SHORT EXERCISE 1:
In the landslide susceptibility text, which classification method was used to divide the final landslide susceptibility index map into five classes?

Mostly, landslides occurred closer to the river/stream courses because of stream/riverbank erosion. This is common in the study area. As the IV values in Table 1 indicated, distance to stream (0–100 m) which is closer to the river/stream showed higher IV value with a significant effect on landslide occurrence. About 36.14% of the landslide areas are found in this factor class.

The slope instability problem is also associated with slope gradient, slope aspect and slope curvature. As the information value results in Table 1 indicated, the slope curvature has great contribution to landslide occurrence in the study area. The slope curvature can be classified into flat, concave and convex shapes. The concaveness of the slope has a significant impact on landslide occurrence in Inegode and Angot villages which covered 33% of the total landslides. When the slope shape is bowl-shaped, it is favorable for water impoundment. The impounding water infiltrated into the ground and developed pore water pressure that can reduce the effective stress of the soil. About 5% of the landslide areas are found in convex slopes which promote landsliding due to the effect of gravity.

Landslide susceptibility index (LSI)

After information values are assigned for each factor class, landslide susceptibility index map of the study area was prepared by summing all the information value raster maps using a raster calculator in the spatial analyst tool of ArcGIS as shown in Eq. (4). The landslide susceptibility index map requires further reclassification. For this purpose, various classification techniques are available like natural breaks, standard deviation, equal interval, manual and quantile techniques in GIS. However, the classification techniques to be applied depend on the type and distribution of data. The natural breaks method is important for unevenly distributed data, and it is capable of classifying the landslide susceptibility index map into different categories based on the inherent data value similarity [17, 45]. In the present work, the final landslide susceptibility index map of the study area was classified into five classes of very low, low, moderate, high and very high susceptibility using the natural breaks as indicated in Figs. 5 and 6. The high and very high landslide susceptibility classes covered 36% and 20% of the study area for the information value and logistic regression models, respectively. These classes mostly fall in a steep slope, concave-shaped slopes, river gorge and active gully soil erosion areas. The very low and low landslide susceptibility classes are found in low land and in plateau areas. The moderate susceptibility classes are concentrated along small streams. The result of landslide susceptibility map from information value model in Table 2 revealed that 23% and 13.3% of the area fall under high and very high landslide susceptibility classes, but the remaining 11.4%, 22.8% and 29.5% of the area fall under very low, low and moderate susceptibility classes, respectively.

SHORT EXERCISE 2:
Select every line of the records that contains the string "cloud". Matching is case-sensitive.

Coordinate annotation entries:
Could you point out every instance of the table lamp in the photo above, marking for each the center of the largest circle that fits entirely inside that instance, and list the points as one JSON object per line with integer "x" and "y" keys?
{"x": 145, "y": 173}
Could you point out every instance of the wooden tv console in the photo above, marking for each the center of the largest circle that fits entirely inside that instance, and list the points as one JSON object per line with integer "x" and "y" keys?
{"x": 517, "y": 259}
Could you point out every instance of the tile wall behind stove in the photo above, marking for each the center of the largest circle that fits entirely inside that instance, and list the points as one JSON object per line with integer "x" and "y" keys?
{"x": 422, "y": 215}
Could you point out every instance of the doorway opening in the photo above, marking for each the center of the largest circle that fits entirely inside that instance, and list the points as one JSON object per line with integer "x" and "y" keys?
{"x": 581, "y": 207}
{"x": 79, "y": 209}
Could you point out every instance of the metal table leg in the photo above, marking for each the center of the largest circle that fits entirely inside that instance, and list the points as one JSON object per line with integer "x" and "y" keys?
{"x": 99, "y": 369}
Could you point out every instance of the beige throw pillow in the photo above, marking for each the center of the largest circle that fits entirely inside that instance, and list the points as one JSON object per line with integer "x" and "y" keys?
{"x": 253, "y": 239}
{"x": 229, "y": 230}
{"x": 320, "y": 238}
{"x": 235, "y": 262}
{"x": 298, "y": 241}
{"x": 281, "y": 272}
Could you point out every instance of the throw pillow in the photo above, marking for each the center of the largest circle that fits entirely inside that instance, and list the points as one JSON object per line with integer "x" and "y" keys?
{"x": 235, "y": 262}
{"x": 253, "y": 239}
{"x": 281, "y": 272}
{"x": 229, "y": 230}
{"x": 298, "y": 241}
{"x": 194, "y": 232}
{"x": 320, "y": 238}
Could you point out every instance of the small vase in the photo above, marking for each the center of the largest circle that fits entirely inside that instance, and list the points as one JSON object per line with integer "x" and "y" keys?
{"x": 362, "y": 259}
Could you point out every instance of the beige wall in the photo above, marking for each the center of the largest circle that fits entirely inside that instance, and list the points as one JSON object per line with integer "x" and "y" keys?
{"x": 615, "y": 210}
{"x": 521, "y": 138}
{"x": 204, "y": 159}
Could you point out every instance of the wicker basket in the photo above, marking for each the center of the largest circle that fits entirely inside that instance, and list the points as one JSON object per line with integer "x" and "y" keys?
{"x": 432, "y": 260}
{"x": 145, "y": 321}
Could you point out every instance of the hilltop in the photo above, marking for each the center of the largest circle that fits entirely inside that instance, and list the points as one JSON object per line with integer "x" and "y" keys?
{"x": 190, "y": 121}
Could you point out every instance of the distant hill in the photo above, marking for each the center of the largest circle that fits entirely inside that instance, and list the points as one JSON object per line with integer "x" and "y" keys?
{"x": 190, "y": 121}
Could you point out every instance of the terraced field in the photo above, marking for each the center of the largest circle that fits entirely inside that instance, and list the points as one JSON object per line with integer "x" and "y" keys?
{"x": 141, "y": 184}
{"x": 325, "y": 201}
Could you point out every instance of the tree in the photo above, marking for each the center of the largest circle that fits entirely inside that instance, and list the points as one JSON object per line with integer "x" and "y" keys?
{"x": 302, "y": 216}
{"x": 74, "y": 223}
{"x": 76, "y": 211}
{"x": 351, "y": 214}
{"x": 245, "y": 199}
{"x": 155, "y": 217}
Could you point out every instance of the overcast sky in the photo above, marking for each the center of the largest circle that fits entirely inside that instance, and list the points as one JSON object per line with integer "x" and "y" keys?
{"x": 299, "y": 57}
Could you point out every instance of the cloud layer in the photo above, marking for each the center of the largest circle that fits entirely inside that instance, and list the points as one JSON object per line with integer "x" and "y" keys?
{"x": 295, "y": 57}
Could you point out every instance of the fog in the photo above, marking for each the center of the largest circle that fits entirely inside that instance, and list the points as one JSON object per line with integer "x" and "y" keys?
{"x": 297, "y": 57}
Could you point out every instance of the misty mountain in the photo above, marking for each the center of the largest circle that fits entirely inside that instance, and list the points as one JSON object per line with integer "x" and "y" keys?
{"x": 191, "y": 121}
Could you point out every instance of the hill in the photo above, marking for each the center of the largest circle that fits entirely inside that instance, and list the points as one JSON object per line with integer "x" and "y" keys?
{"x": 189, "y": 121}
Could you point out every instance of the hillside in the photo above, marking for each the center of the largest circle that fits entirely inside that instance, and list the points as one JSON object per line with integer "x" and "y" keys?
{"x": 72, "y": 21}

FULL RESPONSE 1:
The natural breaks method.

FULL RESPONSE 2:
Could you point out every instance of the cloud layer in the photo above, marking for each the center of the largest circle that fits entirely inside that instance, and list the points as one JSON object per line with integer "x" and "y" keys?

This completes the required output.